[Records from a collection]
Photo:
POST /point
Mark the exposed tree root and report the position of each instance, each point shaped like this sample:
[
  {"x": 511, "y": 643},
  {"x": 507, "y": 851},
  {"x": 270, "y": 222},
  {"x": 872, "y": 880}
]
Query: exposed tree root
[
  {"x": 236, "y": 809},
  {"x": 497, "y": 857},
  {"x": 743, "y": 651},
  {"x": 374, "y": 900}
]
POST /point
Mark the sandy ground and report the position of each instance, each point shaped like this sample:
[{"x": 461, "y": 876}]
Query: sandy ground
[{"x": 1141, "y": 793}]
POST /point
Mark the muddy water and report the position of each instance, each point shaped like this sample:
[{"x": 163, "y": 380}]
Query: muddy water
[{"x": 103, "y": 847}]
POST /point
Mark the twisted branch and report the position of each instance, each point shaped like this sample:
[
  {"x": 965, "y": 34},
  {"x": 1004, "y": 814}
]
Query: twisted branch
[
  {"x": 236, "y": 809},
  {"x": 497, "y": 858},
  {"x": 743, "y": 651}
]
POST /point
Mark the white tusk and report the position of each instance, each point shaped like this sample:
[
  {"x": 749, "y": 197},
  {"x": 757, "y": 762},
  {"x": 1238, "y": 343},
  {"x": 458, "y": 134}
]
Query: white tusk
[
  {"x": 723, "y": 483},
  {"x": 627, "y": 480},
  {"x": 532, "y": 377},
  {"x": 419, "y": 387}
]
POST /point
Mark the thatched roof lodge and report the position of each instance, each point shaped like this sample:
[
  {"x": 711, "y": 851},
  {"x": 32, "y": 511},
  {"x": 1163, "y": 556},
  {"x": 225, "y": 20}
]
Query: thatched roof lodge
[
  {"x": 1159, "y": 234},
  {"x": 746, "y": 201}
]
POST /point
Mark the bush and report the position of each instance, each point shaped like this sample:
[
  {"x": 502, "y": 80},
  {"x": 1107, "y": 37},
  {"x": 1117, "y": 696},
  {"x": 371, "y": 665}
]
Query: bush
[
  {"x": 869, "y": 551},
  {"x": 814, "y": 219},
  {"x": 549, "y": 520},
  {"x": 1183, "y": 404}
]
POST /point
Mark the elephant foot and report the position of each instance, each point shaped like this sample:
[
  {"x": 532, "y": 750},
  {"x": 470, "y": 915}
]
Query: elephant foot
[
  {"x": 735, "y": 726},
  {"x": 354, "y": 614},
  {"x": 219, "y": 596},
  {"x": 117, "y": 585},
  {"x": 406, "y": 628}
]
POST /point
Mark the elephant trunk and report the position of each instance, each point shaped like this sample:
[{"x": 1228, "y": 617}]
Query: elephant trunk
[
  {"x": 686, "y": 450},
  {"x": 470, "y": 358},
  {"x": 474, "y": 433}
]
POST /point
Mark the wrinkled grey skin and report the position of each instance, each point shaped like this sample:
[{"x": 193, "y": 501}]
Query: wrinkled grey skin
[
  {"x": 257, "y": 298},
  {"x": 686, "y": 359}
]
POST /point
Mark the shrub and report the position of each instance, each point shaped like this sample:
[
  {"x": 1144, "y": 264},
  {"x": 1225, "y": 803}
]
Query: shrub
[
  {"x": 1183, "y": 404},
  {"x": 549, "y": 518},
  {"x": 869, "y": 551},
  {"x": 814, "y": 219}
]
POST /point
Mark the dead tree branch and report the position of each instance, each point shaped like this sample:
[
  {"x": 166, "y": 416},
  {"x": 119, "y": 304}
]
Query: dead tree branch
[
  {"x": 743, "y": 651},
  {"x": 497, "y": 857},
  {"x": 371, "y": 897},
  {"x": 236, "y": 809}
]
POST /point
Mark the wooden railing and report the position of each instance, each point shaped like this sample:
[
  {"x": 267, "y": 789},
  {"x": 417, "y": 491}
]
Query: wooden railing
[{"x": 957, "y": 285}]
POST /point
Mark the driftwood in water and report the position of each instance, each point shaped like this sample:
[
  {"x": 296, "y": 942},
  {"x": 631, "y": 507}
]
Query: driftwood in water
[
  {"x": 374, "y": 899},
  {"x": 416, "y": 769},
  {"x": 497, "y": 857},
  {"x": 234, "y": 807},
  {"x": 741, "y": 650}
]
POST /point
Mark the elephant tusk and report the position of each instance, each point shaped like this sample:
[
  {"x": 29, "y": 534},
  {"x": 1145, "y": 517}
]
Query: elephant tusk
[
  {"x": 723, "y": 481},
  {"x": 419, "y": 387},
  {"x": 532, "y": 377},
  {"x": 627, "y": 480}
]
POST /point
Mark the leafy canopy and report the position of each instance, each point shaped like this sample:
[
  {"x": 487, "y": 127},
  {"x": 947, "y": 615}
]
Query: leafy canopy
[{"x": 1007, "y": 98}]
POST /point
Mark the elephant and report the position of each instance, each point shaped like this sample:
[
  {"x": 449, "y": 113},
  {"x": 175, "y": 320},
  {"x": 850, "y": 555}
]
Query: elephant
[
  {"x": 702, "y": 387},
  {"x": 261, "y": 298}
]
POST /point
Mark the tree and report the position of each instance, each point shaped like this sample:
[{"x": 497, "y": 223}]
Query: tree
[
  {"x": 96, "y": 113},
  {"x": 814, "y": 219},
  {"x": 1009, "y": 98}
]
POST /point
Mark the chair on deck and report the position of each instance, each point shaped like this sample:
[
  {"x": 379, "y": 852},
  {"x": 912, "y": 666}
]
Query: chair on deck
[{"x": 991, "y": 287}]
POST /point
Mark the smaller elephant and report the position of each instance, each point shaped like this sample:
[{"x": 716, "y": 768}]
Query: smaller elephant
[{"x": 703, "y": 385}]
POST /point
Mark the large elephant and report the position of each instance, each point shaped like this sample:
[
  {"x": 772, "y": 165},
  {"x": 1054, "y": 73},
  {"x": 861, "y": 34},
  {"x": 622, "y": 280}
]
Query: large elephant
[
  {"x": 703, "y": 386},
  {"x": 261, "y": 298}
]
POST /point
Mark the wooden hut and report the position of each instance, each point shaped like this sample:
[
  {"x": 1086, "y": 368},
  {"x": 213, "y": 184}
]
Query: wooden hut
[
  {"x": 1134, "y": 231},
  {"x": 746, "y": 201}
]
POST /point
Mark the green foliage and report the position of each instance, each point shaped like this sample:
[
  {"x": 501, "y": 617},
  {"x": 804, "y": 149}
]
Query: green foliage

• _Task prompt_: Nothing in the entries should be left out; please reproduce them all exactly.

• _Answer box_:
Photo:
POST /point
Mark the exposed tree root and report the position of each instance, each point shaped like this sample:
[
  {"x": 511, "y": 643},
  {"x": 507, "y": 851},
  {"x": 270, "y": 222},
  {"x": 872, "y": 880}
]
Query: exposed tree root
[
  {"x": 236, "y": 809},
  {"x": 497, "y": 857},
  {"x": 743, "y": 651},
  {"x": 374, "y": 900}
]
POST /point
Mark the sandy ground and report the position of each instance, each point shaped like this sample:
[{"x": 461, "y": 876}]
Query: sandy ground
[{"x": 1141, "y": 793}]
POST /point
Mark the muddy water and report the position of each instance, each point shaped like this sample:
[{"x": 163, "y": 380}]
Query: muddy water
[{"x": 103, "y": 847}]
POST /point
Mark the twisted branch and report the position of each instance, each point shaped like this sample:
[
  {"x": 965, "y": 34},
  {"x": 1004, "y": 814}
]
Query: twisted branch
[
  {"x": 236, "y": 809},
  {"x": 497, "y": 858},
  {"x": 743, "y": 651}
]
POST /point
Mark the white tusk and report the position of each instance, each point shaped like this sample:
[
  {"x": 749, "y": 197},
  {"x": 757, "y": 762},
  {"x": 1238, "y": 343},
  {"x": 458, "y": 134}
]
Query: white tusk
[
  {"x": 723, "y": 483},
  {"x": 627, "y": 480},
  {"x": 532, "y": 377},
  {"x": 419, "y": 387}
]
POST /point
Mark the thatched roof lodge and report the position of each instance, each point shaped like this sample:
[
  {"x": 711, "y": 851},
  {"x": 32, "y": 511},
  {"x": 1163, "y": 556},
  {"x": 225, "y": 20}
]
Query: thatched roof lodge
[
  {"x": 1159, "y": 234},
  {"x": 746, "y": 201}
]
POST /point
Mark the bush and report the position of each instance, each point shaped like this sample:
[
  {"x": 502, "y": 80},
  {"x": 1107, "y": 37},
  {"x": 1117, "y": 696},
  {"x": 371, "y": 665}
]
Query: bush
[
  {"x": 869, "y": 551},
  {"x": 814, "y": 219},
  {"x": 549, "y": 520},
  {"x": 1183, "y": 404}
]
POST /point
Mark the elephant foot and report the position of each instance, each point shaped like this sample:
[
  {"x": 532, "y": 750},
  {"x": 470, "y": 915}
]
Query: elephant foot
[
  {"x": 735, "y": 726},
  {"x": 354, "y": 614},
  {"x": 219, "y": 596},
  {"x": 117, "y": 585},
  {"x": 406, "y": 628}
]
POST /point
Mark the elephant trunk and report the position of each instance, each point shaped like this sample:
[{"x": 1228, "y": 617}]
Query: elephant trunk
[
  {"x": 686, "y": 450},
  {"x": 470, "y": 358},
  {"x": 474, "y": 433}
]
POST /point
Mark the wrinkled grey skin and report the position of each instance, each point shaped like this sample:
[{"x": 193, "y": 501}]
Query: wrinkled grey skin
[
  {"x": 257, "y": 298},
  {"x": 686, "y": 359}
]
POST /point
Mark the shrub and report the position of each instance, each point shaped like this sample:
[
  {"x": 1144, "y": 264},
  {"x": 1225, "y": 803}
]
Query: shrub
[
  {"x": 1183, "y": 404},
  {"x": 549, "y": 518},
  {"x": 869, "y": 551},
  {"x": 814, "y": 219}
]
POST /point
Mark the dead tree branch and report the position of each instance, each point shaped like this sample:
[
  {"x": 166, "y": 416},
  {"x": 119, "y": 304}
]
Query: dead tree branch
[
  {"x": 743, "y": 651},
  {"x": 497, "y": 857},
  {"x": 371, "y": 897},
  {"x": 236, "y": 809}
]
POST /point
Mark the wooden railing and report the position of each instance, each point shaped like this sample:
[
  {"x": 267, "y": 789},
  {"x": 417, "y": 491}
]
Query: wooden railing
[{"x": 957, "y": 285}]
POST /point
Mark the driftwood in water and report the position of each instance, each point shaped like this sample:
[
  {"x": 296, "y": 942},
  {"x": 631, "y": 507}
]
Query: driftwood in water
[
  {"x": 374, "y": 899},
  {"x": 416, "y": 769},
  {"x": 497, "y": 857},
  {"x": 234, "y": 807},
  {"x": 741, "y": 650}
]
POST /point
Mark the elephant tusk and report the position of each instance, each point shaped like this sample:
[
  {"x": 29, "y": 534},
  {"x": 1145, "y": 517}
]
Query: elephant tusk
[
  {"x": 723, "y": 481},
  {"x": 419, "y": 387},
  {"x": 532, "y": 377},
  {"x": 627, "y": 480}
]
POST /point
Mark the leafy canopy and report the position of each instance, each point shaped like this sample:
[
  {"x": 487, "y": 127},
  {"x": 947, "y": 615}
]
Query: leafy canopy
[{"x": 1007, "y": 98}]
POST /point
Mark the elephant and report the position of each instance, each point shaped like this sample:
[
  {"x": 449, "y": 113},
  {"x": 175, "y": 320},
  {"x": 850, "y": 555}
]
Query: elephant
[
  {"x": 702, "y": 387},
  {"x": 261, "y": 298}
]
POST /point
Mark the tree and report the position of each instance, each point shaped like this sample:
[{"x": 497, "y": 223}]
Query: tree
[
  {"x": 96, "y": 113},
  {"x": 814, "y": 219},
  {"x": 1009, "y": 98}
]
POST /point
Mark the chair on deck and report the position of each instance, each point shaped like this sample:
[
  {"x": 379, "y": 852},
  {"x": 912, "y": 666}
]
Query: chair on deck
[{"x": 991, "y": 287}]
POST /point
Mark the smaller elephant and report the position of each instance, each point shaped like this sample:
[{"x": 716, "y": 768}]
Query: smaller elephant
[{"x": 703, "y": 385}]
POST /point
Mark the large elephant and report the position of each instance, each point shaped like this sample:
[
  {"x": 772, "y": 165},
  {"x": 1054, "y": 73},
  {"x": 861, "y": 34},
  {"x": 622, "y": 280}
]
Query: large elephant
[
  {"x": 703, "y": 386},
  {"x": 261, "y": 298}
]
POST /point
Mark the wooden hut and report the position of each instance, each point shaped like this sample:
[
  {"x": 1086, "y": 368},
  {"x": 213, "y": 184}
]
Query: wooden hut
[
  {"x": 1134, "y": 231},
  {"x": 746, "y": 201}
]
POST /point
Mark the green foliage and report the position of each instance, each point shaped like this sample:
[
  {"x": 501, "y": 617},
  {"x": 804, "y": 149}
]
Query: green foliage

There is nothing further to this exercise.